▶ The input

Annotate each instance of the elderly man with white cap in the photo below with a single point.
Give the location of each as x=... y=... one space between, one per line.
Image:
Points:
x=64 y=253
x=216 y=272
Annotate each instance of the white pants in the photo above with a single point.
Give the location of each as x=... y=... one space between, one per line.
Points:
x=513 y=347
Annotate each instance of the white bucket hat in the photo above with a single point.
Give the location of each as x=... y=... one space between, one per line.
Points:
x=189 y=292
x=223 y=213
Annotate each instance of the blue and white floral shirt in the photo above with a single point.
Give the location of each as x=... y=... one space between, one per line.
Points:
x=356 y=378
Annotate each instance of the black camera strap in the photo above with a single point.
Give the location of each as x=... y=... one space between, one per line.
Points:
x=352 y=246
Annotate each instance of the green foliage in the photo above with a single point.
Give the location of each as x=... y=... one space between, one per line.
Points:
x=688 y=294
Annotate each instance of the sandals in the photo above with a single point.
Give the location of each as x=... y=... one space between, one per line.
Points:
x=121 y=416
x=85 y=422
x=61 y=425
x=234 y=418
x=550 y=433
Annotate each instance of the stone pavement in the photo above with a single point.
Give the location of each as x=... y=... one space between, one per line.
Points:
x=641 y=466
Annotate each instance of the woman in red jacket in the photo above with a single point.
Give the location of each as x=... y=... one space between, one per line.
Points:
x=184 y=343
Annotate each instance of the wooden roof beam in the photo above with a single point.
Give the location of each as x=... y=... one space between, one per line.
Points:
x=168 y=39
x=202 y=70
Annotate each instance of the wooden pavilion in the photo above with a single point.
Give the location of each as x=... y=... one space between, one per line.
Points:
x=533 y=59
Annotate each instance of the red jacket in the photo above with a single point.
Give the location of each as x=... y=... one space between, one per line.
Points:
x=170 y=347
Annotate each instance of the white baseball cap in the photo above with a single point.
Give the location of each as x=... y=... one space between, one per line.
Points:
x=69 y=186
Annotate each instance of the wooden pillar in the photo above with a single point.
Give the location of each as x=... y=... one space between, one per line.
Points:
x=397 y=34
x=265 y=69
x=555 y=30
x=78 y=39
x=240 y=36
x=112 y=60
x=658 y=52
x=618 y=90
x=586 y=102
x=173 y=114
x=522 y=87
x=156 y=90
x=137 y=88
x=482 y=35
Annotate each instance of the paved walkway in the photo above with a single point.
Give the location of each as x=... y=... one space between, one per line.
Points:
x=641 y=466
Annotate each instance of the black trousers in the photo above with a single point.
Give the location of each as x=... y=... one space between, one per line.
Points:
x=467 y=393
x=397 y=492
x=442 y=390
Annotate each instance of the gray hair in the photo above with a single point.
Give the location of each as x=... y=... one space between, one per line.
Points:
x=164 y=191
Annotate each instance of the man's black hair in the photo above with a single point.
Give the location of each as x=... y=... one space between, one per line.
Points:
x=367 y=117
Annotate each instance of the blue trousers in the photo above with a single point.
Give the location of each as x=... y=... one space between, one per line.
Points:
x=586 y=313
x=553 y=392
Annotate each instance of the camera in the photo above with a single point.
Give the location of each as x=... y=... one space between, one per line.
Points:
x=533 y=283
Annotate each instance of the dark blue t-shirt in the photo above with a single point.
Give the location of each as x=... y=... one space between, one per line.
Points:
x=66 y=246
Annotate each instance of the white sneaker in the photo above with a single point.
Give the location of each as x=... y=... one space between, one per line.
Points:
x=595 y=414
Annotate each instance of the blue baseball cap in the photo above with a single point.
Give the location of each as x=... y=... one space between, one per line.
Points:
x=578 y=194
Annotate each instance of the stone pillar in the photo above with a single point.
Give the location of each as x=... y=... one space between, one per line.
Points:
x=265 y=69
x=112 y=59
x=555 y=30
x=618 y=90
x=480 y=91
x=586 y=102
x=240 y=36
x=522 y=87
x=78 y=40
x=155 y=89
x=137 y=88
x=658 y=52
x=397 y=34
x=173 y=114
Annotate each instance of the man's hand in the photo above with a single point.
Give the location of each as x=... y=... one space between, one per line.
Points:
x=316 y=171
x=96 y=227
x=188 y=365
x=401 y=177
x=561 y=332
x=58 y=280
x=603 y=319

▶ What you will do
Swap "single point" for "single dot" everywhere in the data above, then write all of the data out again with nothing else changed.

▶ Task response
Annotate each instance of the elderly man with white cap in the photo below with a single dot.
Give the location of each as x=... y=... one space between, one per line.
Image:
Points:
x=64 y=253
x=216 y=272
Annotate each instance of the white pants in the photo above with a single dot.
Give the location of each as x=... y=... one space between, one per line.
Points:
x=513 y=347
Annotate each instance of the white bucket hat in the photo above with a single dot.
Give the location of each as x=... y=... one space between, one per line.
Points:
x=189 y=292
x=223 y=213
Annotate each instance of the blue and white floral shirt in the photo above with a single dot.
Give the location of each as x=... y=... one space between, one per line.
Points:
x=356 y=378
Annotate each instance of the black camera strap in the photo above with a single dot.
Give the location of each as x=... y=... one space between, one per line.
Points:
x=352 y=246
Annotate each instance of the green foliage in the photo above with a single dot.
Give the location of each as x=... y=... one space between, one per line.
Points:
x=688 y=294
Annotate each instance of the sandals in the photo above with a single dot.
Give the location of each as x=... y=... one space between, one per line.
Points:
x=121 y=416
x=85 y=422
x=61 y=425
x=234 y=418
x=550 y=433
Annotate each instance of the stone pavement in the photo above with a single dot.
Give the location of each as x=... y=... one space between, one per line.
Points:
x=641 y=466
Annotate each instance of the woman in red jacket in the photo above with a single dot.
Give the location of each as x=... y=... one space between, one per line.
Points:
x=184 y=343
Annotate each instance of the wooden roof beam in the photo above with a single dot.
Give the location of each as x=... y=... one space between, one per line.
Points:
x=168 y=39
x=202 y=70
Annotate each instance of the wooden pavilion in the photo above with a single dot.
Give the location of each as x=... y=... one space between, one per line.
Points:
x=533 y=59
Annotate each instance of the red jacket in the photo above with a single dot.
Give the location of each as x=... y=... one space between, one per line.
Points:
x=170 y=347
Annotate each instance of the white baseball cap in the photo above with a single dot.
Give the location of each as x=... y=... one space between, one per line.
Points:
x=69 y=186
Annotate each instance of the wooden pillar in the photo above with a single dot.
Give the location of each as x=... y=... one space between, one per line.
Points:
x=397 y=34
x=265 y=69
x=555 y=30
x=78 y=39
x=240 y=36
x=112 y=60
x=658 y=52
x=618 y=90
x=586 y=102
x=173 y=114
x=522 y=87
x=156 y=90
x=137 y=88
x=482 y=35
Annotate each instance of the paved walkway in the photo above with a single dot.
Give the location of each as x=... y=... one space between, one per line.
Points:
x=641 y=466
Annotate each instance of the black trousers in the photo above with a single dot.
Give the location of each as x=... y=... one space between, one per line.
Points:
x=467 y=393
x=397 y=492
x=442 y=390
Annotate each instance of the gray hair in the photo above with a single dot.
Give the location of each as x=... y=... one space between, one per line.
Points:
x=164 y=191
Annotate each instance of the man's black hair in the photo above with a single dot.
Give the location of each as x=... y=... one space between, one per line.
Points:
x=367 y=117
Annotate each instance of the blue trousers in the photo above with a single dot.
Give the location of each as x=... y=... one space between, one per line.
Points:
x=586 y=313
x=553 y=392
Annotate each instance of the camera in the photo above with a single dot.
Give the location of each as x=... y=... one space between, one per line.
Points:
x=533 y=283
Annotate each instance of the dark blue t-shirt in the photo above with a single dot.
Give the location of each as x=... y=... one space between, one per line.
Points:
x=66 y=246
Annotate each instance of the white sneaker in the photo above with a single dot.
Give the location of each as x=... y=... one space between, one per line.
Points:
x=595 y=414
Annotate each instance of the blue baseball cap in the photo above with a single dot.
Give the location of each as x=... y=... one space between, one per line.
Points:
x=578 y=194
Annotate each instance of the stone pillar in the photo above with a single dot.
Give the location of each as x=... y=... one space between, one per line.
Points:
x=265 y=69
x=112 y=59
x=555 y=30
x=618 y=90
x=480 y=91
x=586 y=102
x=240 y=36
x=522 y=87
x=78 y=40
x=155 y=89
x=137 y=88
x=658 y=52
x=397 y=34
x=173 y=114
Annotate each instance of the man's hand in the photo above with a single dot.
Give the location of each as x=... y=... one space between, one per line.
Points:
x=316 y=171
x=96 y=227
x=188 y=365
x=401 y=177
x=561 y=332
x=58 y=280
x=603 y=319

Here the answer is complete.